▸ AVAILABLE RECORDS
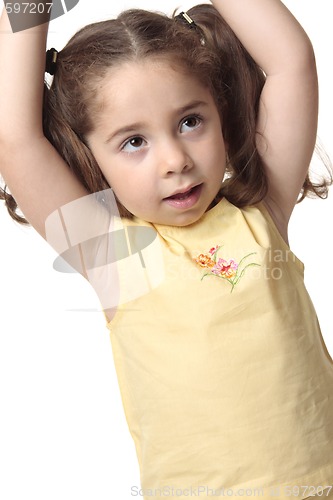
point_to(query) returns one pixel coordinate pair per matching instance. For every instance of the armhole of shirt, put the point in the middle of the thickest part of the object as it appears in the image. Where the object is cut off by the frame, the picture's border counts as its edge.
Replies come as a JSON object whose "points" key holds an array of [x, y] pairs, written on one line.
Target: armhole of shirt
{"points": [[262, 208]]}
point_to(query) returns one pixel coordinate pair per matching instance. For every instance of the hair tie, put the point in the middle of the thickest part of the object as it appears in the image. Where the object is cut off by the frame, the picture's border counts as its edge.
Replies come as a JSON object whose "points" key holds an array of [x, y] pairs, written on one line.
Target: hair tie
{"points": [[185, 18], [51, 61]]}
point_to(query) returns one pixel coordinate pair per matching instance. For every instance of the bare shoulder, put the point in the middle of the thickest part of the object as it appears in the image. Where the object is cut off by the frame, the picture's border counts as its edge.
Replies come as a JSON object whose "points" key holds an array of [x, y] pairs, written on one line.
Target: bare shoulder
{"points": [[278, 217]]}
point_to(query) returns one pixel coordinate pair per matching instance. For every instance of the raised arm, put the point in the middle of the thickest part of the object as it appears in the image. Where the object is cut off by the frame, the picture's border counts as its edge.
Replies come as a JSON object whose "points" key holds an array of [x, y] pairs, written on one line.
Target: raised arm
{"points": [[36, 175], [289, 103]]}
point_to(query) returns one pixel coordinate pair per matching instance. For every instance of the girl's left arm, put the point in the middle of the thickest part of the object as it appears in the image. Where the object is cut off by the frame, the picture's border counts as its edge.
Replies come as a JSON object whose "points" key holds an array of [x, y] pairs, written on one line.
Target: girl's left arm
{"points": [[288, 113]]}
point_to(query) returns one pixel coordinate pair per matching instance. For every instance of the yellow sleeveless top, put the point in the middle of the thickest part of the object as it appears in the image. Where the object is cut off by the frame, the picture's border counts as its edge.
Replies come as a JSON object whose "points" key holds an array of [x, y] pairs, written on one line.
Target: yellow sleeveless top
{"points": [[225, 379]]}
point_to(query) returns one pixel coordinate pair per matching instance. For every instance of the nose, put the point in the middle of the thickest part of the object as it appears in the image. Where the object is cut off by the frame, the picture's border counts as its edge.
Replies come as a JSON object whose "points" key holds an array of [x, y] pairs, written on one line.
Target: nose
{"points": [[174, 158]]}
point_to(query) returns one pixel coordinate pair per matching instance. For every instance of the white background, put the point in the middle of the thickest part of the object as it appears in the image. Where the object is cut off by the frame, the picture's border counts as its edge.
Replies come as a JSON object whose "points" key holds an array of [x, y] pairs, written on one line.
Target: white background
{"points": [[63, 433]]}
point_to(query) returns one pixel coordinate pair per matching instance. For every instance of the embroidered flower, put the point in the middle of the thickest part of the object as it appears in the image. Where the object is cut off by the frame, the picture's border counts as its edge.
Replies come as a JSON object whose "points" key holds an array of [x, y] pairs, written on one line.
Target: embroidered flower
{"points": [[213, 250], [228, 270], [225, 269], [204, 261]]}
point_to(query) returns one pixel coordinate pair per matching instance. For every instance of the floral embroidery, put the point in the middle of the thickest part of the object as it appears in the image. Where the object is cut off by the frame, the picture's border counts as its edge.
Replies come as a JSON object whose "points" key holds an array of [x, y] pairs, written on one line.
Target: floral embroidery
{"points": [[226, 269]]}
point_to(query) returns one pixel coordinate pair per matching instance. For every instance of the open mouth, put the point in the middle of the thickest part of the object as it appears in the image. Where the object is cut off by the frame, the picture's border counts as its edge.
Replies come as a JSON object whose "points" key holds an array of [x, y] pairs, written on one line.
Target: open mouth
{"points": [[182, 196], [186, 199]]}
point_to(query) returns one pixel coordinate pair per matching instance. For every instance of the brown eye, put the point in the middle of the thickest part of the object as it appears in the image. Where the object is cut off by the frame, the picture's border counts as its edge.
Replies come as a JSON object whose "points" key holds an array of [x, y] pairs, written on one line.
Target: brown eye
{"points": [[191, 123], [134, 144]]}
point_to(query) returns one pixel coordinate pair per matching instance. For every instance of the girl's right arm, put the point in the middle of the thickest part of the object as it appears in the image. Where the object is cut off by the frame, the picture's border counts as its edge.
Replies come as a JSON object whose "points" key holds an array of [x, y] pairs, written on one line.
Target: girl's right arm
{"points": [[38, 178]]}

▸ REQUIREMENTS
Put everything from the start of the lines down to the one containing "Target: armhole of shirt", that line included, into a Markdown table with a Row column for the row number and a Line text column for the line, skipping blank lines. Leave the pictures out.

▸ TASK SOLUTION
| Row | Line text |
|---|---|
| 1 | point_to(query) returns one pixel coordinate pair per matching instance. For every instance of the armhole of shirt, put the point in the middle of the thickest part of the object as it appears in the image. Where the object is cut off by the frame, the picture's border counts as its edge. |
| 2 | Replies come as a JSON object whose "points" key holds an array of [x, y] pairs, written on one line. |
| 3 | Target: armhole of shirt |